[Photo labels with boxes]
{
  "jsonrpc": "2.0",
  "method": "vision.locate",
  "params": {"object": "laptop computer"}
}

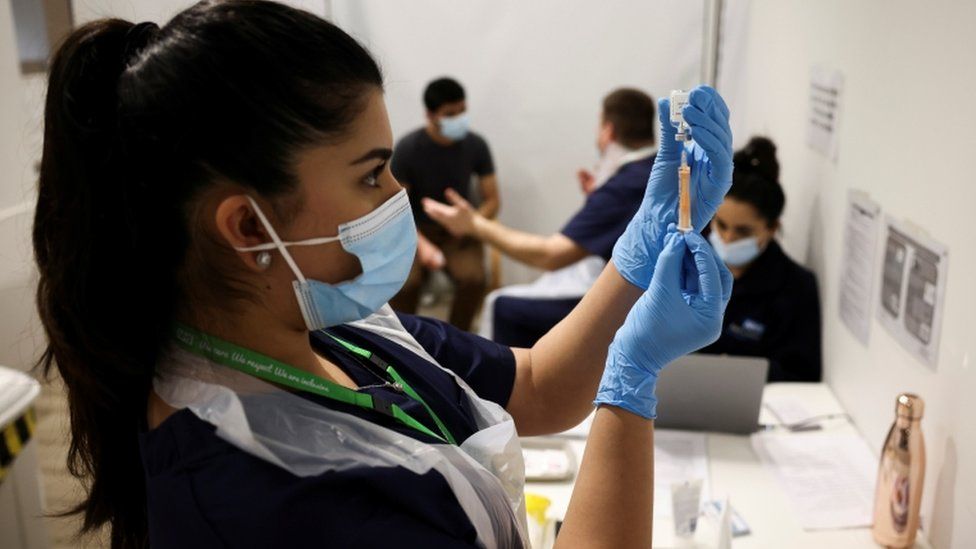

What to do: Output every line of the records above as a numbered list, omitting blank lines and leaving out the pictures.

Answer for the task:
1. {
2.   "jsonrpc": "2.0",
3.   "method": "vision.locate",
4.   "params": {"object": "laptop computer"}
5. }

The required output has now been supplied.